A Escolha do Jorge: "Os cães e os Lobos"

A leitura recente de "O Senhor das Almas" de Irène Némirovsky (1903-1942) serviu de catapulta para a descoberta de um dos nomes de peso não só da literatura ucraniana, mas também de um dos nomes de relevo da literatura contemporânea.
Se já tinha ficado impressionado com a obra acima indicada pela forma exemplar de nos agarrar desde a primeira página fazendo-nos mergulhar de corpo e alma na narrativa graças à sua intensidade, em "Os Cães e os Lobos" Irène Némirovsky não só repete a proeza, como a reforça graças a aspetos de ordem pessoal que foram de algum modo transpostos para a obra.
Irène Némirovsky reflete em certa medida o destino dos judeus que sendo desprezados por todos os lugares por onde passam, acabam por se fixar nas cidades onde são tolerados, formando os então conhecidos guetos, como o Gueto de Kiev, na Ucrânia, de onde é originária a escritora, assim como Ada, a personagem principal de "Os Cães e os Lobos".
A organização destes bairros (guetos) é de tal modo complexa e simultaneamente controversa que entre os próprios judeus verifica-se sentimentos de uma total repulsa entre judeus ricos e pobres. Se por um lado, os judeus ricos vivem na parte mais alta do gueto procurando não se misturar com os judeus pobres e mesmo miseráveis em muitos casos, por outro lado, precisam destes não só no que respeita à exploração dos grandes pelos mais pequenos, mas também porque a falsa humildade e modéstia dos pobres apenas encobre uma inveja profunda relativamente àqueles que têm dinheiro, daí que apesar de a parte mais baixa da cidade ser ocupada pelos mais pobres, também mais religiosos, muitas das vezes, utilizam essa mesma religiosidade como forma de subir na escada social da sua raça.

*Itens fornecidos*.

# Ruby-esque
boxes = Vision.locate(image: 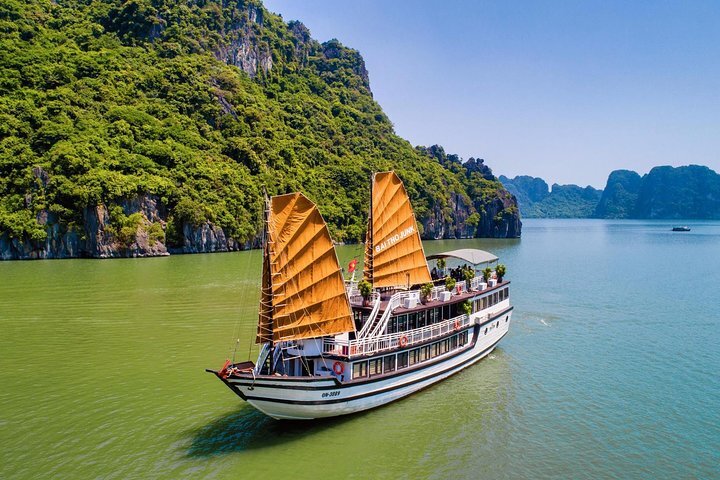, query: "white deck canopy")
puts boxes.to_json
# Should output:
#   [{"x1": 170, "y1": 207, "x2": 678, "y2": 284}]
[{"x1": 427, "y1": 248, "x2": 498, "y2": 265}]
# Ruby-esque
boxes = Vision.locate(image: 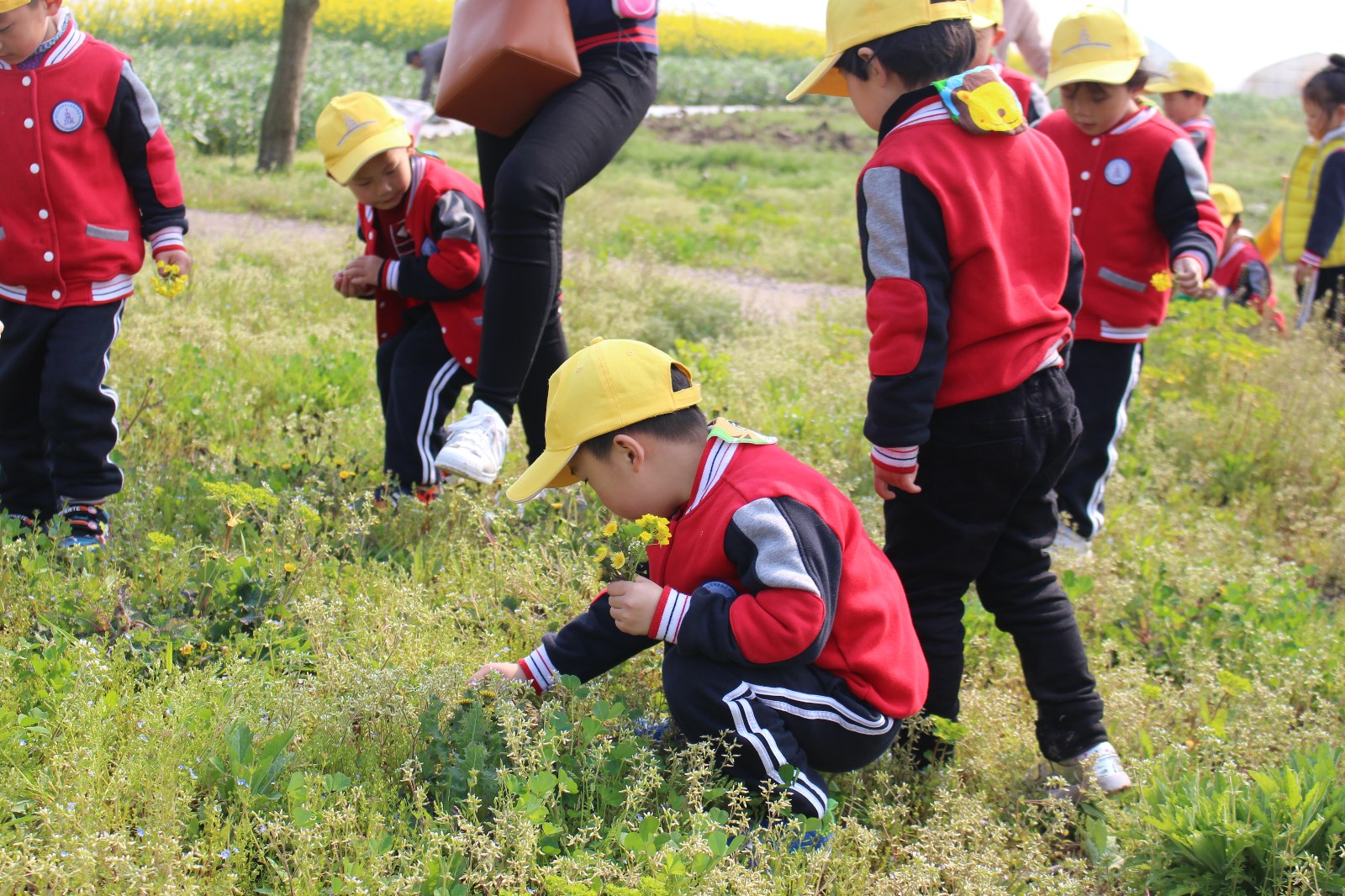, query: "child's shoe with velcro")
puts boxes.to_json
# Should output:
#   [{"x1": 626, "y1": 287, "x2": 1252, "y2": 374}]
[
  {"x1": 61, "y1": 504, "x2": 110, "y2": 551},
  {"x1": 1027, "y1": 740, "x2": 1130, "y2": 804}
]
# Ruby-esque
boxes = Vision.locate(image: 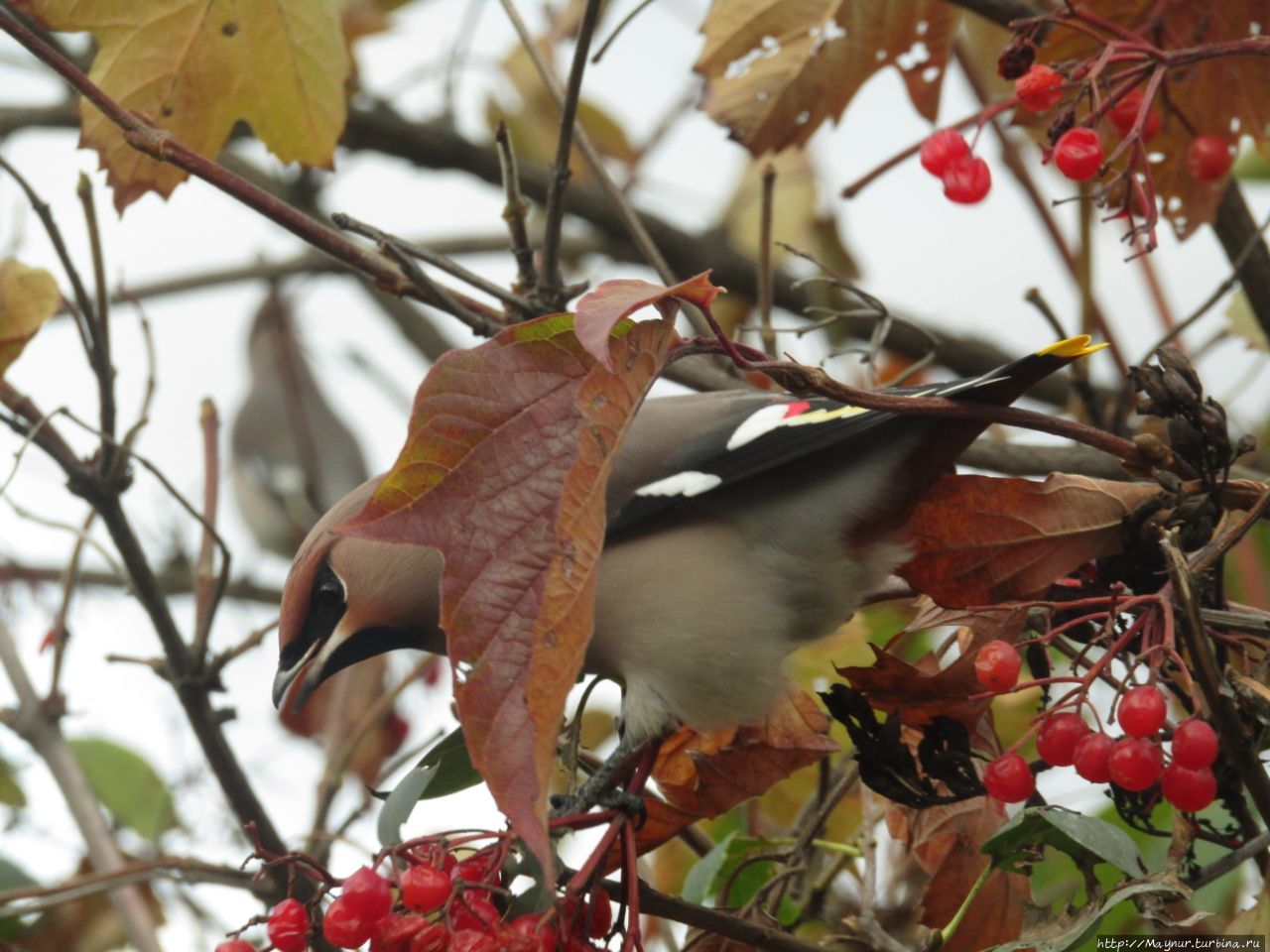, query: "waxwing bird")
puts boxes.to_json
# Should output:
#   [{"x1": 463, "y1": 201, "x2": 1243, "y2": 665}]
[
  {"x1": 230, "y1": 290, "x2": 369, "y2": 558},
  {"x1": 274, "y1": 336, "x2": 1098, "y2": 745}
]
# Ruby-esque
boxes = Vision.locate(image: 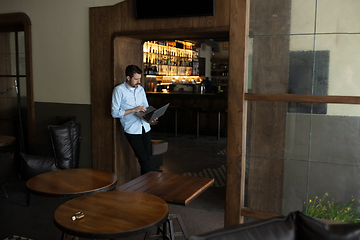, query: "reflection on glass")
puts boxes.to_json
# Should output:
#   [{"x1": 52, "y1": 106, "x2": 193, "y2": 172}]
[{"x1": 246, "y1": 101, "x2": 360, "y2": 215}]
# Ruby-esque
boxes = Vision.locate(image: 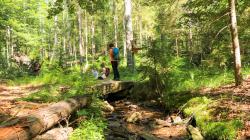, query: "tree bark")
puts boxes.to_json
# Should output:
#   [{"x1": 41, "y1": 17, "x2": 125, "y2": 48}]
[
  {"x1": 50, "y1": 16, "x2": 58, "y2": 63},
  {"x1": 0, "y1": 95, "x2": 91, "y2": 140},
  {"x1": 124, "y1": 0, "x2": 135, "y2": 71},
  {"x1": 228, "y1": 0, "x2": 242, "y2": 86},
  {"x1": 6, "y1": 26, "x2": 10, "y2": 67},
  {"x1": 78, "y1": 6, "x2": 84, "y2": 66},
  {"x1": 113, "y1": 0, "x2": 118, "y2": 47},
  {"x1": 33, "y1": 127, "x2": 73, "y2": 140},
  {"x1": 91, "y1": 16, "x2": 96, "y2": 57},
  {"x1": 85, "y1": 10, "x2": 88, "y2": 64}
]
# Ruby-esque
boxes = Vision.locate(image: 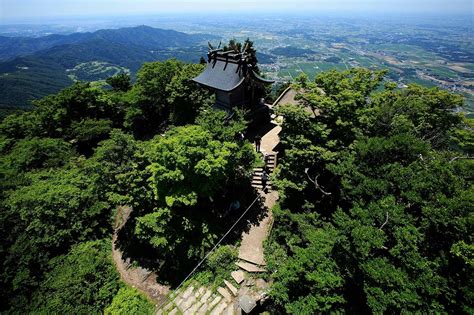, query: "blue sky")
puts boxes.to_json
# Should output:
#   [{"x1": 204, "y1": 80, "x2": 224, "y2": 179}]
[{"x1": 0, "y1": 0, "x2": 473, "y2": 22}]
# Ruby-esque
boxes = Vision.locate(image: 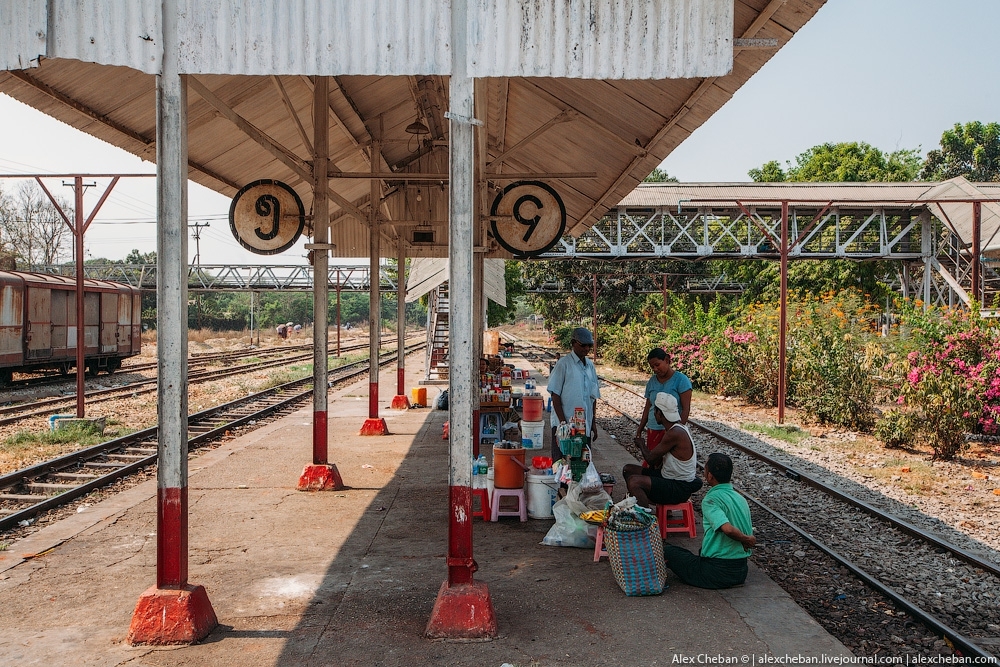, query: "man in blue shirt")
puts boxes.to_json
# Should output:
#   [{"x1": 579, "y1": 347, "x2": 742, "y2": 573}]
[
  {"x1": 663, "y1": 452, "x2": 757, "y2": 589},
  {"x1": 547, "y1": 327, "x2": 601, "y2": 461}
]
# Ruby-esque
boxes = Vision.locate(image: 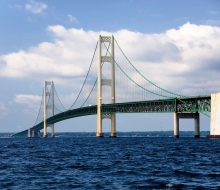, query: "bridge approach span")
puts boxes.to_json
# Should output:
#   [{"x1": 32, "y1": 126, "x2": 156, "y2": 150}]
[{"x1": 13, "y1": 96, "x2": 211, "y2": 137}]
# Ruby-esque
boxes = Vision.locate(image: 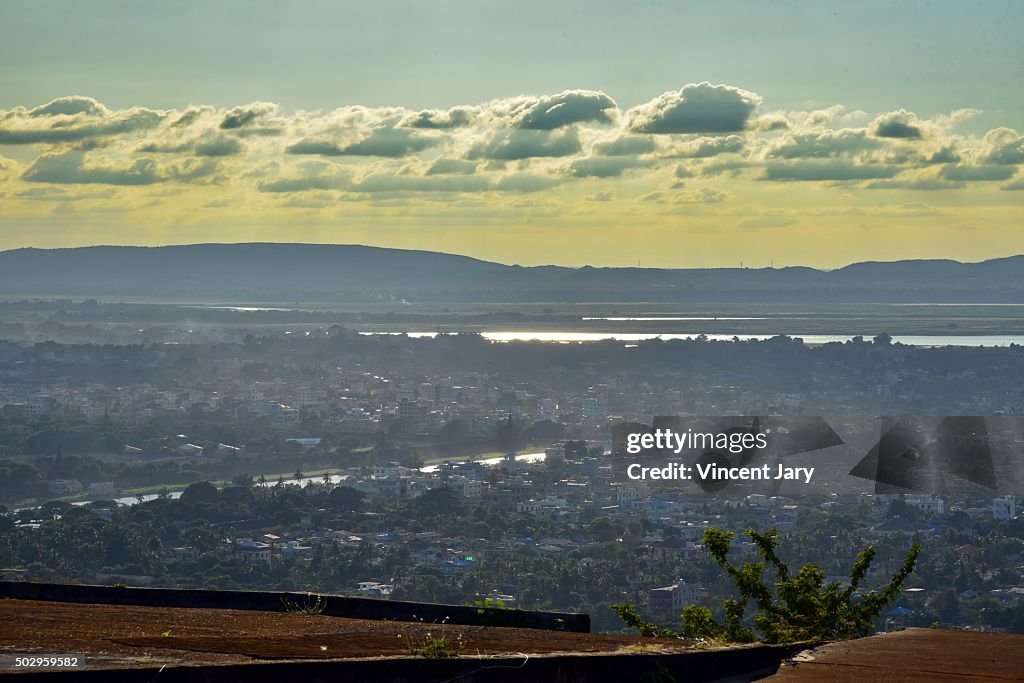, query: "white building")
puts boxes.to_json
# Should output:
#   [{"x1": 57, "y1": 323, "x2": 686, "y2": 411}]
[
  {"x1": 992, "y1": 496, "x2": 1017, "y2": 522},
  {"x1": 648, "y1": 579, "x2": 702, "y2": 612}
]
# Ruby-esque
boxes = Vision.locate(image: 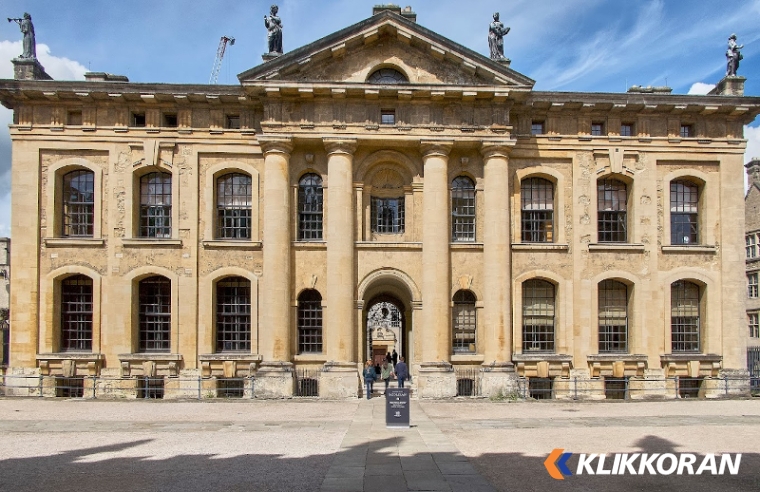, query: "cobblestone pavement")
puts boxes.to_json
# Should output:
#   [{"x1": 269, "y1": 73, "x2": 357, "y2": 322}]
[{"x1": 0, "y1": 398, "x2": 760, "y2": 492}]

*A fazer*.
A - Segundo a crítica de «Os Cães e os Lobos», de que gueto são originárias a escritora e a personagem Ada?
B - Escreva a continuação da crítica de «Os Cães e os Lobos» a partir da última frase apresentada.

*Respostas por tarefa*.
A - Do Gueto de Kiev, na Ucrânia.

B -
Ada ainda em criança acaba por partir com a tia e os primos para Paris às expensas do seu pai na tentativa de almejarem uma vida melhor numa França que tentava recompor-se no primeiro após-guerra. Longe da sua terra natal e à semelhança de tantos outros judeus, tentaram integrar-se o melhor que podiam na França civilizada com todos os costumes tão diferentes do seu país natal como forma até de esquecerem nalgumas situações e circunstâncias da raça à qual estão ligados por herança genética e cultural.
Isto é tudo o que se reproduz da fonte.